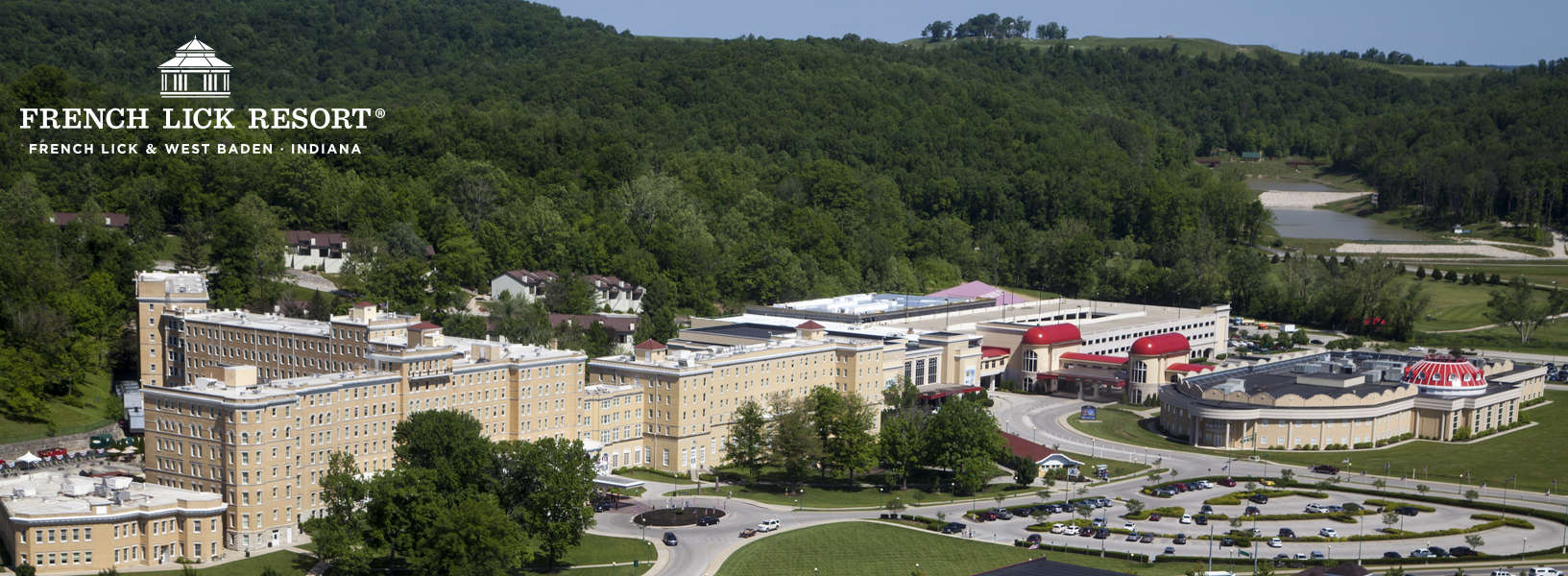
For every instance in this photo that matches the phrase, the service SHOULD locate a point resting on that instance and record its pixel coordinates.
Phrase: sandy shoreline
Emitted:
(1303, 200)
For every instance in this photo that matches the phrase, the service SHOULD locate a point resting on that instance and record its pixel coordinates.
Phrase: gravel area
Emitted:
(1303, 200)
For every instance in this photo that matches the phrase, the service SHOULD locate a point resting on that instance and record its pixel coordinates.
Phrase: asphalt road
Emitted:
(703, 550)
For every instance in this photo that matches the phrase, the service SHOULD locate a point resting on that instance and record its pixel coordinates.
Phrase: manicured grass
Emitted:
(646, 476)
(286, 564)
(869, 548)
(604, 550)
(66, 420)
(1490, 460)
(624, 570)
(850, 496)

◇ ◇ ◇ ◇ ◇

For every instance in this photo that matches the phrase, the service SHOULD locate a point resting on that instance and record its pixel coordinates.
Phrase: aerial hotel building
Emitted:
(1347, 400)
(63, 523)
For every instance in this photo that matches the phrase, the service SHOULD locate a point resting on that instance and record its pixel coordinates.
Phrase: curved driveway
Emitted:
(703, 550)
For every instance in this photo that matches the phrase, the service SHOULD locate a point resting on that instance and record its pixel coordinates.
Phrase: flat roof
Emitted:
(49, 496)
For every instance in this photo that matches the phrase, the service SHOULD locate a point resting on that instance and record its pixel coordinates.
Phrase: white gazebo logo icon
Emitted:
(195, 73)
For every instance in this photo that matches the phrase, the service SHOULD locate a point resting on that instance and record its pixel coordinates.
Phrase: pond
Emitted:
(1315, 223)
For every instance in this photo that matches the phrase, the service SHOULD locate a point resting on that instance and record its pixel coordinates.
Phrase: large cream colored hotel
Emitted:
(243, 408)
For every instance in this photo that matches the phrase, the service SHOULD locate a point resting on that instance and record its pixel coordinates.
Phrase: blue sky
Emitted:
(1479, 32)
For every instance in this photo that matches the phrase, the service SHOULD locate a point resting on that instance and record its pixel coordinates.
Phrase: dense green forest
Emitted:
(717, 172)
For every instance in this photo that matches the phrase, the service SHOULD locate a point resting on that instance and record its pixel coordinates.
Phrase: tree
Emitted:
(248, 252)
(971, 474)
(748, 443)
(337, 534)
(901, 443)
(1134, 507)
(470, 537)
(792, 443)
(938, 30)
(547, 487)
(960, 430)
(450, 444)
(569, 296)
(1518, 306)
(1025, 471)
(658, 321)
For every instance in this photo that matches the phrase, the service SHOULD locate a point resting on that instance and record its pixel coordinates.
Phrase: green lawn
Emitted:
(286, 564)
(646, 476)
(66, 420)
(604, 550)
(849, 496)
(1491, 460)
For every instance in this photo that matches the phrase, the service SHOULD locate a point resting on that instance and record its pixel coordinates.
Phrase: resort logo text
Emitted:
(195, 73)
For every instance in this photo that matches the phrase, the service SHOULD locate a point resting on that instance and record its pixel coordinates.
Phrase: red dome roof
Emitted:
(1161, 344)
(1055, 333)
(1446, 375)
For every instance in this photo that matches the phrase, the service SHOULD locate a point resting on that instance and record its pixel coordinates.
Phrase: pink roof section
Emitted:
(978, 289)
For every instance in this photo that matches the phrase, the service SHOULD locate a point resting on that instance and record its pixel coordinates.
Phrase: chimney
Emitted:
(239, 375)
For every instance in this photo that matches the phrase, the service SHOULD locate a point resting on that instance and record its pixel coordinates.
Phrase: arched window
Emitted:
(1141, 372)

◇ ◇ ◇ ◇ ◇

• Written task: Gather every line from the entries above that includes the word "roof". Case matters.

• Task solution:
Phrase: flat roof
Phrase: red dome roof
Phrase: pink roof section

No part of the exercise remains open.